Text section:

Our future success depends in part upon our ability to recruit and retain key personnel; we have experienced significant turnover in some of our senior management positions; and certain of our senior financial officers are currently serving on an interim basis.
 
Our success to date has been, and our continuing success will be, substantially dependent upon our ability to attract and retain highly qualified executive officers, faculty and management personnel and other key personnel. Since the beginning of fiscal year 2006, we have replaced our President, Chief Financial Officer (“CFO”) and Chief Accounting Officer (“CAO”). Moreover, our current CFO and CAO are currently engaged under contracts that provide for their services on an interim basis. In the case of the CFO, the contract provides for termination with 10 days’ prior written notice; in the case of the CAO, the contract expires on June 30, 2007, unless the parties mutually agree to an extension of this term. These individuals have led the process of completing the Restatement and have been integral to our efforts to remediate our material weaknesses in internal control. If we replace our CFO or CAO, we will need to implement procedures to ensure continuity of management in these crucial areas and to oversee important aspects of our corporate governance practices. There can be no assurance that future changes in senior financial management personnel will not adversely affect our efforts in this regard. Similarly, there is no assurance that we will be able to retain any of our existing key personnel, or attract, assimilate and retain the additional personnel needed to support our business. If we cannot retain and attract qualified personnel, we may not be able to comply with various legal requirements, including the timely filing of period reports under the federal securities laws, or expand our business as planned, and our business, results of operations and cash flows may be adversely affected.

Task 1: Translate this sentence from the passage on key staff into Spanish: "Since the beginning of fiscal year 2006, we have replaced our President, Chief Financial Officer (“CFO”) and Chief Accounting Officer (“CAO”)."
Task 2: Write out the part of the passage on key staff starting with "Our future success" and going on through "serving on an interim basis.", word for word.

Raw data:
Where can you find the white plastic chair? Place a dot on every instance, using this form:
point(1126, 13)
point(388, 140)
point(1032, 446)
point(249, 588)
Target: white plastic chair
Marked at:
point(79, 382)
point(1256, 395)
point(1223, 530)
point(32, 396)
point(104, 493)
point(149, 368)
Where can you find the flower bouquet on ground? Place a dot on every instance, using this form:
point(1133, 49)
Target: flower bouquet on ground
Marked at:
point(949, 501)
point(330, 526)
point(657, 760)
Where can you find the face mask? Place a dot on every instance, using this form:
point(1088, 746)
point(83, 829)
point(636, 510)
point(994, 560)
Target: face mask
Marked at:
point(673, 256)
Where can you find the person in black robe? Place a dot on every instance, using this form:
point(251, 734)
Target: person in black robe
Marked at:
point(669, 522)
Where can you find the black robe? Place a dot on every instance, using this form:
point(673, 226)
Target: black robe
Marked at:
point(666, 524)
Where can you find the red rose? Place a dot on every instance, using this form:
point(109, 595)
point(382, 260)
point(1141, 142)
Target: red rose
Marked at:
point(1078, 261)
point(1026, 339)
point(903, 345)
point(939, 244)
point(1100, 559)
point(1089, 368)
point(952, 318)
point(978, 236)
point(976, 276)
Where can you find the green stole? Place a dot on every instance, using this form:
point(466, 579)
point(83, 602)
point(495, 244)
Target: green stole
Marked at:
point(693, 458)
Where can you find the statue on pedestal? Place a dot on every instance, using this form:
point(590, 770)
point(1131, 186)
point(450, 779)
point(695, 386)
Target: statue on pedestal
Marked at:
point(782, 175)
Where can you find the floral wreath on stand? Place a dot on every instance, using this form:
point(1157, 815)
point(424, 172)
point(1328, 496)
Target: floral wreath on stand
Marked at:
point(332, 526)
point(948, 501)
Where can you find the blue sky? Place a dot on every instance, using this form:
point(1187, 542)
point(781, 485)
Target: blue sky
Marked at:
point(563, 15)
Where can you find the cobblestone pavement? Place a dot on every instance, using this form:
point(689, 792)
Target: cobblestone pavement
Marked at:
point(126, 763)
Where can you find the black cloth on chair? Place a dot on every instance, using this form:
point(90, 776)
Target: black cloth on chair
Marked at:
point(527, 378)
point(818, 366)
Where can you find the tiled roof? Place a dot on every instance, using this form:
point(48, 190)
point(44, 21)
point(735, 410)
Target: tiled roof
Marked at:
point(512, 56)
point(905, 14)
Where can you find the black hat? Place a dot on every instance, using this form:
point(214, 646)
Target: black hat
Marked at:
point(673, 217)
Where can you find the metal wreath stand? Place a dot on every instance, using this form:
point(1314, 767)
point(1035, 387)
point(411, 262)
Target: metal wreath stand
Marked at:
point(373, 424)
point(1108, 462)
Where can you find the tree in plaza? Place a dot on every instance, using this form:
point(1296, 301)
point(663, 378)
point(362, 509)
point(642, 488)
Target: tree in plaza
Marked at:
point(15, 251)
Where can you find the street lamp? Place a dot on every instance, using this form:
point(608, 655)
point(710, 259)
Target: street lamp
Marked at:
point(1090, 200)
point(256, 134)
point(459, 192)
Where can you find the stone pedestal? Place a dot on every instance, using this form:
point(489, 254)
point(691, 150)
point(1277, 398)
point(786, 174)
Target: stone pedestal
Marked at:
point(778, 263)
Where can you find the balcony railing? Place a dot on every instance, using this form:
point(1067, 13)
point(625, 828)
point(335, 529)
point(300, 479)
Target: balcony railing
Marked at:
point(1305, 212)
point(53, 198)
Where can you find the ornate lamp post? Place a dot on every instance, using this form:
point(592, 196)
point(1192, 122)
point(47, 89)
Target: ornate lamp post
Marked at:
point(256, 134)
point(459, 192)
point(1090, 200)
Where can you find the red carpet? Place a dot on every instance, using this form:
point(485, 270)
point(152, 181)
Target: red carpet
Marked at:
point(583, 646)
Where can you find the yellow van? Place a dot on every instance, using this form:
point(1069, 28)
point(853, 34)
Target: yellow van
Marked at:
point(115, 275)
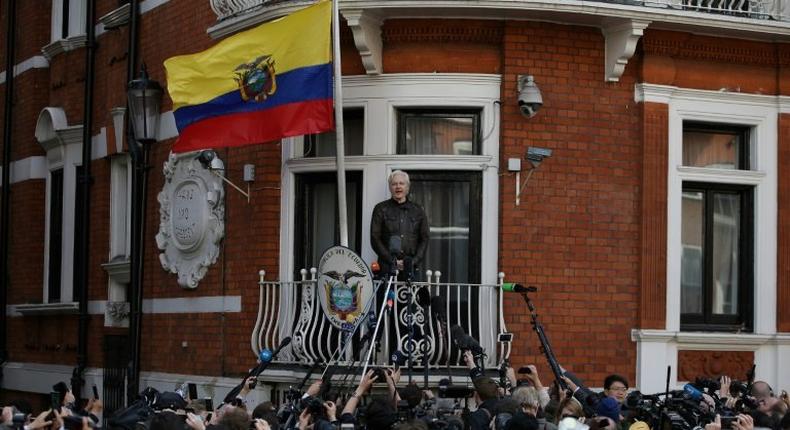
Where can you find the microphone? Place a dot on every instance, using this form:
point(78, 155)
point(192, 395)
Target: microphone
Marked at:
point(424, 297)
point(691, 392)
point(512, 287)
point(438, 306)
point(398, 358)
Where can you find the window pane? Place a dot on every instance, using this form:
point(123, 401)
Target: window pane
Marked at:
point(726, 232)
point(325, 144)
point(439, 132)
point(713, 149)
point(692, 237)
point(446, 204)
point(316, 223)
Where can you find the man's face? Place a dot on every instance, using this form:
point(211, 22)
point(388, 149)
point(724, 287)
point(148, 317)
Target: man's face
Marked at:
point(761, 390)
point(617, 390)
point(399, 189)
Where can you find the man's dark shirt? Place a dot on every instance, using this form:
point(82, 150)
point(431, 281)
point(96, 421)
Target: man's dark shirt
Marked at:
point(406, 220)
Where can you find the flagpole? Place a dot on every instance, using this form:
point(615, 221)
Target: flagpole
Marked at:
point(342, 213)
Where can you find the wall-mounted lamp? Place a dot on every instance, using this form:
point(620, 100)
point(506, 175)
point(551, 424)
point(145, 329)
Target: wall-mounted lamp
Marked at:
point(529, 98)
point(535, 155)
point(209, 160)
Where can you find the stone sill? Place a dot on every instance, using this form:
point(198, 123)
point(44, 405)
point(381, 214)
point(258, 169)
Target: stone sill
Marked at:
point(32, 309)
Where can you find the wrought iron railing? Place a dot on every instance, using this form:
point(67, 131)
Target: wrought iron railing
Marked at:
point(759, 9)
point(293, 309)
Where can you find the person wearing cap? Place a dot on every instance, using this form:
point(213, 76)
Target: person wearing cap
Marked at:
point(400, 218)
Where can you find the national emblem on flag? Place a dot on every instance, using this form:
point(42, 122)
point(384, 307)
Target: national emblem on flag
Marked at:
point(263, 84)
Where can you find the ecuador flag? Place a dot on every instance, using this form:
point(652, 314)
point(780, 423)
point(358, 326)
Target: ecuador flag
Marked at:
point(270, 82)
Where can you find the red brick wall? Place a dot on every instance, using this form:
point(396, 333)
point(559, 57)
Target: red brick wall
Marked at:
point(655, 138)
point(576, 233)
point(783, 219)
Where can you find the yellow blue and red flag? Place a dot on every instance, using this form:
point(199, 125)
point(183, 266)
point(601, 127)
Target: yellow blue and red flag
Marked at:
point(263, 84)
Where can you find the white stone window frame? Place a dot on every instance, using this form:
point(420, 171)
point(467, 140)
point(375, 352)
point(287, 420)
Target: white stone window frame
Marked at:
point(380, 97)
point(76, 24)
point(63, 145)
point(657, 349)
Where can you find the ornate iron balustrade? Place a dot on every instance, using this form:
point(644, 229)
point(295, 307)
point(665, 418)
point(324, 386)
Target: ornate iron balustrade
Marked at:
point(759, 9)
point(294, 309)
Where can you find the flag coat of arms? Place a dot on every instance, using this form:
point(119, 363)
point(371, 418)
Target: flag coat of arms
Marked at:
point(263, 84)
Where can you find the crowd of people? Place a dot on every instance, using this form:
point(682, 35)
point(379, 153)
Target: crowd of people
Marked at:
point(501, 402)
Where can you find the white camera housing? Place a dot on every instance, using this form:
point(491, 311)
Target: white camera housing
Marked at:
point(529, 98)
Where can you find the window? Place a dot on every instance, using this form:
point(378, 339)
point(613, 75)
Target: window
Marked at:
point(439, 131)
point(452, 203)
point(716, 233)
point(55, 234)
point(325, 144)
point(316, 227)
point(68, 18)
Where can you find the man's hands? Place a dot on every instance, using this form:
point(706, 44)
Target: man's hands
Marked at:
point(195, 422)
point(40, 421)
point(314, 388)
point(246, 388)
point(331, 411)
point(469, 359)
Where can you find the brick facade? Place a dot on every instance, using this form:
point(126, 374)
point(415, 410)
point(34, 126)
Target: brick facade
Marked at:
point(590, 232)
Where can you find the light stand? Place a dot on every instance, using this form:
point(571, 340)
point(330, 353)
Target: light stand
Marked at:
point(144, 96)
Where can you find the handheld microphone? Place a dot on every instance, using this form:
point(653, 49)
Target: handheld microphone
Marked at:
point(424, 297)
point(512, 287)
point(398, 358)
point(692, 392)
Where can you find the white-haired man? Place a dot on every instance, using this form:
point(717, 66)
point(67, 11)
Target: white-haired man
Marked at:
point(399, 228)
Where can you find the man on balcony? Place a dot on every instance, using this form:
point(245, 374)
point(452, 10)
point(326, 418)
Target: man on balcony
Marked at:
point(399, 229)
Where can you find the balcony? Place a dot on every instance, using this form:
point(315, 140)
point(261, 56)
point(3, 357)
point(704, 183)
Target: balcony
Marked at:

Expected output 1: Desde el inicio del año fiscal 2006, hemos reemplazado a nuestro Presidente, a nuestro Director Financiero (“CFO”) y a nuestro Director de Contabilidad (“CAO”).

Expected output 2:
Our future success depends in part upon our ability to recruit and retain key personnel; we have experienced significant turnover in some of our senior management positions; and certain of our senior financial officers are currently serving on an interim basis.